##### Document section

However, these donations do have a knock-on cost for the state. In legislation that came into force in July 2019 MPs voted to allow donors to offset their contribution against tax by as much as 75% (which falls to 66% for donations over 1,000 euros). So the 65 million euros in donations received from individuals in 2019 could cost the French Treasury 48 million euros. And while Arnault and Pinault have said they will not take advantage of the tax breaks, that is not the case with other large donors. Yet the legislation passed by French MPs stipulated that a report in September would provide transparency on the use of tax breaks.

Though President Emmanuel Macron has already set the reopening date the cathedral as the spring of 2024, the cost of the reconstruction work is still unknown. Indeed, the state has only just decided what the new spire will look like. After a tussle between those who wanted an identical spire to the old one and those, such as President Macron, who wanted an “architectural statement”, the former, more consensual, option was chosen. Nonetheless, some observers are wondering: have there been too many donations?

Indeed, some fear that part of the donated amount will end up being used to fund things other than the reconstruction of Notre-Dame. To reassure donors, article 2 of the July 2019 law is very clear: “The fund collected under the national fundraising are exclusively to be used to finance the conservation and restoration work on the Notre-Dame de Paris cathedral and its furnishings of which the state is owner, as well as for the initial and ongoing training of the professionals with the particular competences that will be required for these works.”

The word “exclusively” was only belatedly added during Parliamentary debates on the legislation, in a bid by the government to reassure MPs. But in its report the Cour des Comptes believes that the state is not respecting this law in a number of ways.

First of all, there is an issue over the collection of the donated money itself. The legislation designates five bodies that can receive the money: the Treasury, the public monuments organisation the Centre des Monuments Nationaux, the Fondation de France, the heritage body Fondation du Patrimoine and the Fondation Notre-Dame. Under agreements set up with the Ministry of Culture the three foundations are permitted to deduct some donated money to pay for running costs. But this practice is an infringement of the principle that the funding will be used exclusively to fund the restoration work, and breaches the undertaking the government made to the Conseil d'État, the executive's official legal advisor.

##########

> [Objectives]
**A.** In the passage on Notre-Dame donations, up to what share of their contribution can donors offset against tax under the July 2019 legislation?
**B.** Extend the passage on Notre-Dame donations, picking up right after its final sentence.

##### Data provided

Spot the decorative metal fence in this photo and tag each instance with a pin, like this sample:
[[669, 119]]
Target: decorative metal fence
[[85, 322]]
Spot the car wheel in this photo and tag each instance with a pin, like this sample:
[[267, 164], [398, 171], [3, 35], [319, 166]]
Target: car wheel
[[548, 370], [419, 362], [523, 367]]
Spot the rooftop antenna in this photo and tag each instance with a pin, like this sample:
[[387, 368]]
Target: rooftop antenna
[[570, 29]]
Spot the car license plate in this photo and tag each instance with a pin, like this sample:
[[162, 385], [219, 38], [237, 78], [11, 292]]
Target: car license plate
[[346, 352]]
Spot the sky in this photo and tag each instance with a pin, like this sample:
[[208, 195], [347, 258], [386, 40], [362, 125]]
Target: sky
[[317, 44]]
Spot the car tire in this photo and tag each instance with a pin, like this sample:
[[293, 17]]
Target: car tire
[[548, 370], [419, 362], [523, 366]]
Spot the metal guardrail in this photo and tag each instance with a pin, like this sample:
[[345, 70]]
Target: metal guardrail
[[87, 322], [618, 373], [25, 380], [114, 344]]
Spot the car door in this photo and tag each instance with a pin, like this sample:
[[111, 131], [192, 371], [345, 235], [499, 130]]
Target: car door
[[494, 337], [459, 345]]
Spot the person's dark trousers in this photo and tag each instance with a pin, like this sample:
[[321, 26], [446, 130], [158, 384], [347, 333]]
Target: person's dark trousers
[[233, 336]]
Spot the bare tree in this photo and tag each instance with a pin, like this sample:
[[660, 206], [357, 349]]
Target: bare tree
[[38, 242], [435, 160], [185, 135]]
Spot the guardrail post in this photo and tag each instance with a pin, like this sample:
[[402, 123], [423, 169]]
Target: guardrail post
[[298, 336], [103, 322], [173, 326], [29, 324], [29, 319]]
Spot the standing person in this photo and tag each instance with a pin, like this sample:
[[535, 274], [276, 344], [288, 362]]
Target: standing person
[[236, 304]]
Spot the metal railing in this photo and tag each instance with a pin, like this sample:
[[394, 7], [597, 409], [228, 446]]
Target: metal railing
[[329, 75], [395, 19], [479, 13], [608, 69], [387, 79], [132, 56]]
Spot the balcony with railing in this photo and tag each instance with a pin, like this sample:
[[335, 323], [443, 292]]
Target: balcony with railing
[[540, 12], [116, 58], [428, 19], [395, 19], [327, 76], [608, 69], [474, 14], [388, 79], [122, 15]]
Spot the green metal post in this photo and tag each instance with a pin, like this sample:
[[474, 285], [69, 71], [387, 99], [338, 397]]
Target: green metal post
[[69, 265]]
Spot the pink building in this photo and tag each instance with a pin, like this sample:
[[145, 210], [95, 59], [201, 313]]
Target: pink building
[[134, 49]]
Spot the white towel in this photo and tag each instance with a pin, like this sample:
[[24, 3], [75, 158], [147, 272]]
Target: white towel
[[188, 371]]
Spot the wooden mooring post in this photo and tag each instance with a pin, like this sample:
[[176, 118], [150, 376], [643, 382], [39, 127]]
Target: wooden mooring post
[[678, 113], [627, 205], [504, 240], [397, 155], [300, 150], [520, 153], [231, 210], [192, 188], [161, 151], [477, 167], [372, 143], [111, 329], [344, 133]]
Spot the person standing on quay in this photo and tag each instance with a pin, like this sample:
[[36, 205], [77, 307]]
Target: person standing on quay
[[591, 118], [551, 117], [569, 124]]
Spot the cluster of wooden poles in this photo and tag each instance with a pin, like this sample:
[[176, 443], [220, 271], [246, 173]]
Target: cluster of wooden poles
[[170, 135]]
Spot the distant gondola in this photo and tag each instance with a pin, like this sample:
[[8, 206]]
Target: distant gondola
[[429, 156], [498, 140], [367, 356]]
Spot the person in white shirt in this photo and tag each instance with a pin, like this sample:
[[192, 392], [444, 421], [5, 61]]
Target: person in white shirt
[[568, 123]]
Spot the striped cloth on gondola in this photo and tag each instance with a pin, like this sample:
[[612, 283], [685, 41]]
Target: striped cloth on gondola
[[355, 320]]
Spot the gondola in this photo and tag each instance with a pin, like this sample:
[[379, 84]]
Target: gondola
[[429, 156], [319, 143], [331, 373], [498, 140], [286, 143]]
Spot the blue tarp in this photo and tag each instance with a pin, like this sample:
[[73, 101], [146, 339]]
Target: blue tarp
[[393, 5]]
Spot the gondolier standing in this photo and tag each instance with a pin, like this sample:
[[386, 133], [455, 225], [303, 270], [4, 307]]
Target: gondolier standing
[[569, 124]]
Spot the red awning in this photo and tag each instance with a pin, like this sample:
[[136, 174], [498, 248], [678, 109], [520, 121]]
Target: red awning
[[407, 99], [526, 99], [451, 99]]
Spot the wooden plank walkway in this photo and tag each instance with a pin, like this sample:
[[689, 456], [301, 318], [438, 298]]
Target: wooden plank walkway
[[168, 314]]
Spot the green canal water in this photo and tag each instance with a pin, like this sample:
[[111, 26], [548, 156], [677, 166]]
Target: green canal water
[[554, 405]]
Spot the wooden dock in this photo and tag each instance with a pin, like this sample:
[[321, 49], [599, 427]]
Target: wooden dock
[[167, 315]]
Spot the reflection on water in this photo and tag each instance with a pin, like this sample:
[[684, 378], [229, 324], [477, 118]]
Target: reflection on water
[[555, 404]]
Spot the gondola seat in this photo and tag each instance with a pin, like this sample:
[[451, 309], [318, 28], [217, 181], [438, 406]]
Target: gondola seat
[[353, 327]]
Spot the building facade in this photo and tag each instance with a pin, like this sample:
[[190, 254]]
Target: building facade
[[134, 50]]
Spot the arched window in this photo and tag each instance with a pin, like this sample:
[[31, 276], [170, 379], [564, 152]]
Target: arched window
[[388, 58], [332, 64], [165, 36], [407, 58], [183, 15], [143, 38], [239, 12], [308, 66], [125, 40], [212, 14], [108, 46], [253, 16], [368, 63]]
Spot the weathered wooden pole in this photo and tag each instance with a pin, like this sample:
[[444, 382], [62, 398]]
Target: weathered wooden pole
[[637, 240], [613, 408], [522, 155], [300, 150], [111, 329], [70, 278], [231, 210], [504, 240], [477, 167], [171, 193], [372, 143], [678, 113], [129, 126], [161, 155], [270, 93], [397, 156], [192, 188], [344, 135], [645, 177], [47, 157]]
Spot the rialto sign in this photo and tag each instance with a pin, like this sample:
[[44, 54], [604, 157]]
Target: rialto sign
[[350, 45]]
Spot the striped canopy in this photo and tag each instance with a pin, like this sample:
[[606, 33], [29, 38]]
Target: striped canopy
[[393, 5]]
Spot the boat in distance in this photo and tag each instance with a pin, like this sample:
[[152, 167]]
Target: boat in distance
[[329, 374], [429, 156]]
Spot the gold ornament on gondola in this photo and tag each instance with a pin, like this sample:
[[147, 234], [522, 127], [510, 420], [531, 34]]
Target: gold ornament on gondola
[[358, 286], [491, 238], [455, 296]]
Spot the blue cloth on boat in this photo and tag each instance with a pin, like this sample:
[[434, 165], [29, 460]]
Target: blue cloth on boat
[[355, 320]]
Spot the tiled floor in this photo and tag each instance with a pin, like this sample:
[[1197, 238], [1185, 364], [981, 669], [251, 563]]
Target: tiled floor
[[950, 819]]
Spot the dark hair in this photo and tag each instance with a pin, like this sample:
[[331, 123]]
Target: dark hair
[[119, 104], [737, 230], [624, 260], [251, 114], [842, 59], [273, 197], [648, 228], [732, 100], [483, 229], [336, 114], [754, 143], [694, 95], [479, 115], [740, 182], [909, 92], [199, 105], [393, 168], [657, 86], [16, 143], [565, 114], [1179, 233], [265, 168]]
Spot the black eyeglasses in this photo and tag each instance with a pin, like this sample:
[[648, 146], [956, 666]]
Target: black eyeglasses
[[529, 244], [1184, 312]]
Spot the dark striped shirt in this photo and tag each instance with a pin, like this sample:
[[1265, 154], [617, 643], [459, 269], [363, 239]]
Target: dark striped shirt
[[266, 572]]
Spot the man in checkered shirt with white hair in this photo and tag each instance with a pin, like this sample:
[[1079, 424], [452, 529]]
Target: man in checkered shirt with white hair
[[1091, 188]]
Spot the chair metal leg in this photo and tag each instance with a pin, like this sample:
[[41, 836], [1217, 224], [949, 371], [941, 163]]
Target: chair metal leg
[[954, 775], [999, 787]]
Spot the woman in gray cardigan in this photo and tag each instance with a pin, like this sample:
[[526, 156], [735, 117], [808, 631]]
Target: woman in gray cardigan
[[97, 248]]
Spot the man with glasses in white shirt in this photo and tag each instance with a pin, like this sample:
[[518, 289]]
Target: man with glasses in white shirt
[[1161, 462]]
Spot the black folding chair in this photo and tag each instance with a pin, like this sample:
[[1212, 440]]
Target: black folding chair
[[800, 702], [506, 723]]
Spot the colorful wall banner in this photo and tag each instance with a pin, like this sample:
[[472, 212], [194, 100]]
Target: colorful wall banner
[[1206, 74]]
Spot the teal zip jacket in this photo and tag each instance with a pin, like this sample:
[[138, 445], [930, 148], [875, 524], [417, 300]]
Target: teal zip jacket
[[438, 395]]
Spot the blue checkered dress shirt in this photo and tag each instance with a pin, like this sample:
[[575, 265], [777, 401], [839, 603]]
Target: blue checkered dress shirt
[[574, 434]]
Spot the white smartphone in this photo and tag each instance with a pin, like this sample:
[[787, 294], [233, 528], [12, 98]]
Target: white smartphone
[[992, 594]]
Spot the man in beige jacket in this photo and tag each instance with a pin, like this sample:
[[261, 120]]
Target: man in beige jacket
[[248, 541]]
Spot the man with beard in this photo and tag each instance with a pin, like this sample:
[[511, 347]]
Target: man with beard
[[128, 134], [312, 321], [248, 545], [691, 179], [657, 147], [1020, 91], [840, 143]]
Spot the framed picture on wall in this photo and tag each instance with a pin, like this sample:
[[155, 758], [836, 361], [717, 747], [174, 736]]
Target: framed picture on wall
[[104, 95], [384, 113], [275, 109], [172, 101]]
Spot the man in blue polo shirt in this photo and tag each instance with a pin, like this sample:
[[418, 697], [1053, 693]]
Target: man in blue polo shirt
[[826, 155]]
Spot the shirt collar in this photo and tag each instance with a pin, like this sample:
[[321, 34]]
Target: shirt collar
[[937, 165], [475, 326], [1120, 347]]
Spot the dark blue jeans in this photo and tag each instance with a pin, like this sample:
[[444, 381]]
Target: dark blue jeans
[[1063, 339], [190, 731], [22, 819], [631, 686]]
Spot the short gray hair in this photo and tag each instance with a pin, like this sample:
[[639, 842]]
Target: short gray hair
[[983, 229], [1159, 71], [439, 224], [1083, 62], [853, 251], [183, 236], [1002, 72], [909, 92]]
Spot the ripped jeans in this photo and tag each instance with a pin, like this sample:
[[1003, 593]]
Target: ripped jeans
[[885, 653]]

##########

> [Set of answers]
**A.** As much as 75%, which falls to 66% for donations over 1,000 euros.

**B.**
The Cour des Comptes also questions differences in these administrative expenses, in particular about how the foundations - who are authorised to collect the money without having had to tender for the role - can charge varying amounts. The Fondation Notre-Dame is taking 3% of total donations it handles to cover its costs, while the Fondation de France deducts up to 1.5%. The Fondation du Patrimoine, meanwhile, charges an administrative fee of up to 1.5% just for company donations over a million euros.

Donors funding a public body

France's Ministry of Culture is no longer handling the restoration project. President Macron decided to hand it instead to a specially-created public body which now employs 39 officials. The president of this body – which is known formally as the Établissement Public chargé de la Conservation et de la Restauration de la Cathédrale Notre-Dame de Paris (EPRNDP) - is General Jean-Louis Georgelin. The general, a Catholic, and known for his industrious nature and frank talking, made it clear he wanted considerable leeway in getting the project done, even the freedom to dispense with some of the normal rules.

The Conseil d'État, which was consulted in advance about the setting up of this body, was unhappy that all its powers were to be concentrated in the hands of the future president, contrary to common law. The Conseil strongly advised against allowing the body's president to nominate some members of its board of directors, its advisory committee and even its audit committee.

But, in an unusual move, the government refused to follow the Conseil d'État's advice when it issued its final decree on settng the body up. General Georgelin thus obtained near-total control of the new public body and the then culture minister Franck Riester, who had already lost overall control of the restoration project, had to step aside.

When he spoke to MPs on July 2nd 2020 General Georgelin gave details of the salary he is due to earn alongside his military pension. He is earmarked to earn 4,800 euros a month plus a variable amount of up to 25% more. This salary has still to be officially approved though it is nonetheless considerably lower than the sometimes vast salaries paid to some of the directors of state-run cultural operations.

Illustration 2
After the fire: Notre-Dame cathedral on June 12th 2019.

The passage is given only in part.